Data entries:
──────────
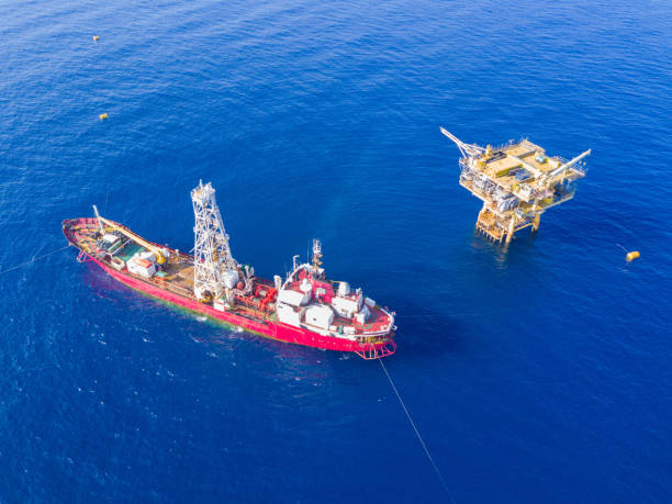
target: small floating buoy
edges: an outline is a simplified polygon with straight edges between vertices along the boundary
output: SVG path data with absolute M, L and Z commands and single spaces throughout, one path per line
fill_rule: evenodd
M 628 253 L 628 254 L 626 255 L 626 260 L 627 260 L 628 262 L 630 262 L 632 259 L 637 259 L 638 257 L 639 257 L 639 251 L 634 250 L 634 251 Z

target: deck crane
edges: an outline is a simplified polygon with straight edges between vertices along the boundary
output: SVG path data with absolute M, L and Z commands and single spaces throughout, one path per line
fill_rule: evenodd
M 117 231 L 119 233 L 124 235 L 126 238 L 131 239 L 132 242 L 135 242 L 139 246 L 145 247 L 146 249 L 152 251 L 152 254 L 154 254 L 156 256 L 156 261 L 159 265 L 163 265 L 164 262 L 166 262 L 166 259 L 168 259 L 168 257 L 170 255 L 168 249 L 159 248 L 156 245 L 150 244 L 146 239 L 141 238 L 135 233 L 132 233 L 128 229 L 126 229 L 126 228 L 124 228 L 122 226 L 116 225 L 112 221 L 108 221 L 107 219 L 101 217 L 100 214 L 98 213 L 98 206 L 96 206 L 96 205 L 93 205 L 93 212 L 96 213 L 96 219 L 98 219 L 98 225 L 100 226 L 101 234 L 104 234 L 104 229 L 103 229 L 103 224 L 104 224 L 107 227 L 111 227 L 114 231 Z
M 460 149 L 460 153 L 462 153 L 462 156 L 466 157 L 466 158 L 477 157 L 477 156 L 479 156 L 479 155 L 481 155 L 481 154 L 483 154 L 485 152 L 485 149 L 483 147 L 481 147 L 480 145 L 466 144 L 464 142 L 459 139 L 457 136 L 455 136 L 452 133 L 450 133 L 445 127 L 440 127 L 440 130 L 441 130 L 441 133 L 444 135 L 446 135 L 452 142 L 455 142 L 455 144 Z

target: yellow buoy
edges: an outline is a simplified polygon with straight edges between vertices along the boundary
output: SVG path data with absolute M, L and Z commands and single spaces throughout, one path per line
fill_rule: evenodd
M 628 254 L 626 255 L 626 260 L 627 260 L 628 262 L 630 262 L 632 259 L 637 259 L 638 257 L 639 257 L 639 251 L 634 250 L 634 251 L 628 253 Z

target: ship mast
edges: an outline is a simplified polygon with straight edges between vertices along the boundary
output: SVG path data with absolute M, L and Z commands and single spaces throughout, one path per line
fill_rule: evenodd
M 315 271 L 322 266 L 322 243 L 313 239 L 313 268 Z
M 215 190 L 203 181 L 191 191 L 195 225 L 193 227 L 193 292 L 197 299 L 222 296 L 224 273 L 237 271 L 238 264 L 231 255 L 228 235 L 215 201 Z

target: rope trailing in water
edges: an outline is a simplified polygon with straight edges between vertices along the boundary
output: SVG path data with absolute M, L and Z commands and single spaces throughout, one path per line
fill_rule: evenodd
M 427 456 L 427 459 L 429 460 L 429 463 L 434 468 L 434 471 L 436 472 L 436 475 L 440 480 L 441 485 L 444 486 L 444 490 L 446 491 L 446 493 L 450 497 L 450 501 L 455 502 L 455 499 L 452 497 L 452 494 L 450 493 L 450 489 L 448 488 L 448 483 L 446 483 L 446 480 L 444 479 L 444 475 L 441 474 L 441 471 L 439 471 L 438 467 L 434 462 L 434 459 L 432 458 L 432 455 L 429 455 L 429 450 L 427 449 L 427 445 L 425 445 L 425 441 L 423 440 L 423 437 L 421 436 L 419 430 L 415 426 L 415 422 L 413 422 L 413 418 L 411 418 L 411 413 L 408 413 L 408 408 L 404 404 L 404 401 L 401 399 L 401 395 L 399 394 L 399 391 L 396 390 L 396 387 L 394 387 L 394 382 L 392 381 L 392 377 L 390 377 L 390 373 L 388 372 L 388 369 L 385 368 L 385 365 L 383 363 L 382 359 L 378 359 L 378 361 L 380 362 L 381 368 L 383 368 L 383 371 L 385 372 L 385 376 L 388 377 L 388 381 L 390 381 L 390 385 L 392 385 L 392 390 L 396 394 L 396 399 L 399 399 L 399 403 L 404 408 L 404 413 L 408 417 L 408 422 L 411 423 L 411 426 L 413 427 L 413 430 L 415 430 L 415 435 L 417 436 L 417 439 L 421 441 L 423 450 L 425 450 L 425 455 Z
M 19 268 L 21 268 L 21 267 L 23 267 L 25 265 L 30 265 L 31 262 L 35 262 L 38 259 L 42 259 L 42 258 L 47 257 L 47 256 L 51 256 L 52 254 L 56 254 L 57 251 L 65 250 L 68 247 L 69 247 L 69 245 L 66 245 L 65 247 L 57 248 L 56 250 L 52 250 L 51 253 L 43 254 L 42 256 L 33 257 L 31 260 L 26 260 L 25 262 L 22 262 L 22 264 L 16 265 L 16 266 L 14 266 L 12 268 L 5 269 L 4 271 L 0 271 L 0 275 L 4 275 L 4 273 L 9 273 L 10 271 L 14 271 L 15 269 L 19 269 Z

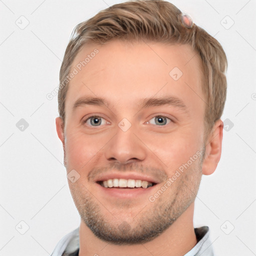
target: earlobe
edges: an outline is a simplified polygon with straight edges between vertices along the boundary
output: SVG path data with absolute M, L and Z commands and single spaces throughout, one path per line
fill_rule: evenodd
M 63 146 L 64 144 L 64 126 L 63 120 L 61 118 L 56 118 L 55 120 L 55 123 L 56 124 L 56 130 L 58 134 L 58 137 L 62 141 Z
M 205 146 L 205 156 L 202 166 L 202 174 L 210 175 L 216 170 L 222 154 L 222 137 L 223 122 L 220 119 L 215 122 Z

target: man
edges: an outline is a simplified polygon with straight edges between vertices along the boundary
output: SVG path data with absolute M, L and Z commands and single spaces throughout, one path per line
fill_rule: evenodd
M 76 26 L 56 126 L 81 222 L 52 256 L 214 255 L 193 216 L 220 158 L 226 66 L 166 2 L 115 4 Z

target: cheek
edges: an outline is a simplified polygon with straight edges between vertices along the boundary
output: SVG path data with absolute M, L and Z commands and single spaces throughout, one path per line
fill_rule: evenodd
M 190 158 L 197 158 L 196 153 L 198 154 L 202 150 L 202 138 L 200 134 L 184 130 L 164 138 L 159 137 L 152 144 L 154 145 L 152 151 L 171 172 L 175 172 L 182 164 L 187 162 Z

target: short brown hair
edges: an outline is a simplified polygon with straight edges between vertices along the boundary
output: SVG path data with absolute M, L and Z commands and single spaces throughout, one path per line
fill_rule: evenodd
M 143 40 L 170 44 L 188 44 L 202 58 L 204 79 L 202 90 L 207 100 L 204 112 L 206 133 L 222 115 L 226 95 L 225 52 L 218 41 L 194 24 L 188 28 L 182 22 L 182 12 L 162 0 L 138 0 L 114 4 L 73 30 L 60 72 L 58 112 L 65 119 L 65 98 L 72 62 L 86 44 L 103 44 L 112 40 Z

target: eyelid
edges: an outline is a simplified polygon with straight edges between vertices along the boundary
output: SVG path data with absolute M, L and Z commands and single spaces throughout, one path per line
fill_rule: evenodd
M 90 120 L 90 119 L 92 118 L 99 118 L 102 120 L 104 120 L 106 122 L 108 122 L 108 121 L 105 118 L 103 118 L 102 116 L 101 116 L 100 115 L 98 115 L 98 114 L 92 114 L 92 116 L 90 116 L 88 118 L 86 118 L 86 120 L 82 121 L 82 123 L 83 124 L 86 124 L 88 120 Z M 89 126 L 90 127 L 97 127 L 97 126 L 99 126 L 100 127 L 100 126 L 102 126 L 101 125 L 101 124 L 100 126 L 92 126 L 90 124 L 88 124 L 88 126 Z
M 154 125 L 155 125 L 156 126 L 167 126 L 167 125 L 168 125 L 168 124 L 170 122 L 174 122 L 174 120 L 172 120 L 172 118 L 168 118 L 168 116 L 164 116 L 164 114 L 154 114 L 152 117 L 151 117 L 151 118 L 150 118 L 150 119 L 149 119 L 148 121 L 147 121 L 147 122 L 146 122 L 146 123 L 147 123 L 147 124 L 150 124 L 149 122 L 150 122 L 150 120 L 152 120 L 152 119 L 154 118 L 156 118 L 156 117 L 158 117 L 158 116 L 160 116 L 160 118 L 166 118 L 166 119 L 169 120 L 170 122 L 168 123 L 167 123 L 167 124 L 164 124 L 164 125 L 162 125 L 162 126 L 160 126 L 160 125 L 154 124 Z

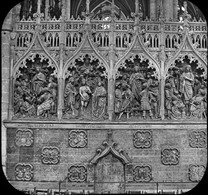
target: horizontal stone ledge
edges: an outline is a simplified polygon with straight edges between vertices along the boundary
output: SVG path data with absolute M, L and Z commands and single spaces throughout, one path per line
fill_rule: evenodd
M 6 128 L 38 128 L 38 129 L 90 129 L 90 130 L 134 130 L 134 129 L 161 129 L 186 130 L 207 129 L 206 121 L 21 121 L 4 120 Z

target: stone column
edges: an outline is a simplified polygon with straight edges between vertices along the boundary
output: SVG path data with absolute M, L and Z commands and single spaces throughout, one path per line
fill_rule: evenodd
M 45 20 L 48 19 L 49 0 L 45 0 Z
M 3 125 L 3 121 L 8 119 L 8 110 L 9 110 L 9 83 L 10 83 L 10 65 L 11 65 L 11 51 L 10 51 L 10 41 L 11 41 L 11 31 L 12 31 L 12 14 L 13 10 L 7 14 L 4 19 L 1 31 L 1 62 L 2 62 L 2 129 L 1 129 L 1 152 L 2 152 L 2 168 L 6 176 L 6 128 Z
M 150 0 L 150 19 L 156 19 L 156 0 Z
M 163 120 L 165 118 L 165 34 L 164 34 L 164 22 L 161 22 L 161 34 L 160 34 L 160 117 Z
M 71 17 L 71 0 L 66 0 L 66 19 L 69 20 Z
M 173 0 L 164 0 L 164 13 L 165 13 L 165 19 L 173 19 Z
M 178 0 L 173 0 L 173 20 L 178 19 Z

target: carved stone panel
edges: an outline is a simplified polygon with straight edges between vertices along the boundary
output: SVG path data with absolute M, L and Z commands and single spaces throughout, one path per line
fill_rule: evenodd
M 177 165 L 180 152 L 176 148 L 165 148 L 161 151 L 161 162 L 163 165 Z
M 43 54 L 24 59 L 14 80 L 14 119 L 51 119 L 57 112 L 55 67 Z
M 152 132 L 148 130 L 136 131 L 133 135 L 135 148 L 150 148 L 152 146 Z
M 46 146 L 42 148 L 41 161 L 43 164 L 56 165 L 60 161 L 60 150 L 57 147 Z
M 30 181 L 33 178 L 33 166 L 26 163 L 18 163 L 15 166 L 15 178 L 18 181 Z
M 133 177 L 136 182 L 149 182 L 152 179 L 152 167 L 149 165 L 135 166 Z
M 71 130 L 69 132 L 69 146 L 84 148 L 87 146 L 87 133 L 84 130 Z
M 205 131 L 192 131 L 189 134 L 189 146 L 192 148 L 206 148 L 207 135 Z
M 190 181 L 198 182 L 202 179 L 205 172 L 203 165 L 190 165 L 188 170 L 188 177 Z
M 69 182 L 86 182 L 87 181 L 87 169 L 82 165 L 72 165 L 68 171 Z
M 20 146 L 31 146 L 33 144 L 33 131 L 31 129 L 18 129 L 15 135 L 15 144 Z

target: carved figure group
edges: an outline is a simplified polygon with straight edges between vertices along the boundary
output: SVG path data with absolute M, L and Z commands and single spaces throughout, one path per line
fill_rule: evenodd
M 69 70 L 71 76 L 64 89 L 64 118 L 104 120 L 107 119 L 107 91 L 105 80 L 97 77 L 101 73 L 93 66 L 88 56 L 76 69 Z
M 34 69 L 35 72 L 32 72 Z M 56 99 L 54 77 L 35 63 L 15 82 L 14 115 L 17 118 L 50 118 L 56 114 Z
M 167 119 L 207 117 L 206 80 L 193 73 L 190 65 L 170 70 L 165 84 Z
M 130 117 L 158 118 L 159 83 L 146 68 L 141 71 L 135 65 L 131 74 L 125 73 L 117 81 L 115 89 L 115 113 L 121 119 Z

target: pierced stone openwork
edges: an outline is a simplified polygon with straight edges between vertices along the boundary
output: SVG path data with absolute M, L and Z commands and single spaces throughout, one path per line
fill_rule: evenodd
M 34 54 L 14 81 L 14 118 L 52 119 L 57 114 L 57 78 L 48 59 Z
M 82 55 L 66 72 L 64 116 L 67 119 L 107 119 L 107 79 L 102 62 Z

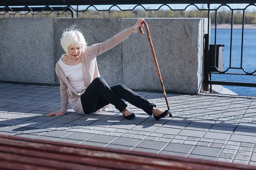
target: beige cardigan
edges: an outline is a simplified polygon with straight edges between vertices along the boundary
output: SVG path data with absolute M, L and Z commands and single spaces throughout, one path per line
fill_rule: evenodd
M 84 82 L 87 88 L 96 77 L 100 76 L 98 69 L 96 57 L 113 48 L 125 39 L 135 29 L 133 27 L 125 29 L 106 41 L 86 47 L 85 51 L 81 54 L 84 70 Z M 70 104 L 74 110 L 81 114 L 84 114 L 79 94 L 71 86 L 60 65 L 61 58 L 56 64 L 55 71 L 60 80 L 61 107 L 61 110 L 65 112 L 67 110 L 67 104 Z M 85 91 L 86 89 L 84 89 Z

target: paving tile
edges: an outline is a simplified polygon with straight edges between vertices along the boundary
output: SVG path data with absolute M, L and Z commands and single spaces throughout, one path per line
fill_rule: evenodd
──────────
THE TASK: Repeat the lines word for word, starting at the line containing "target: earlobe" and ending at the line containing "M 76 26 L 56", with both of those lines included.

TASK RESPONSE:
target: earlobe
edges: an outline is a simplified polygon with straight edges between vertices along the boundary
output: SVG path data with absolute M, L and Z commands and single spaces throughout, one path per line
fill_rule: evenodd
M 63 146 L 64 144 L 64 126 L 63 120 L 61 118 L 56 118 L 55 120 L 55 123 L 56 124 L 56 130 L 58 134 L 58 137 L 62 141 Z
M 205 146 L 205 156 L 202 166 L 202 174 L 210 175 L 216 170 L 222 154 L 222 137 L 223 122 L 220 119 L 215 122 Z

target: man
edges: an outline is a simplified polygon with straight edges between vertices along the boundary
output: SVG path data with absolute M, L and Z commands and single spaces throughout, one path per line
fill_rule: evenodd
M 76 26 L 56 126 L 81 222 L 52 256 L 214 255 L 193 216 L 220 158 L 226 66 L 166 2 L 115 4 Z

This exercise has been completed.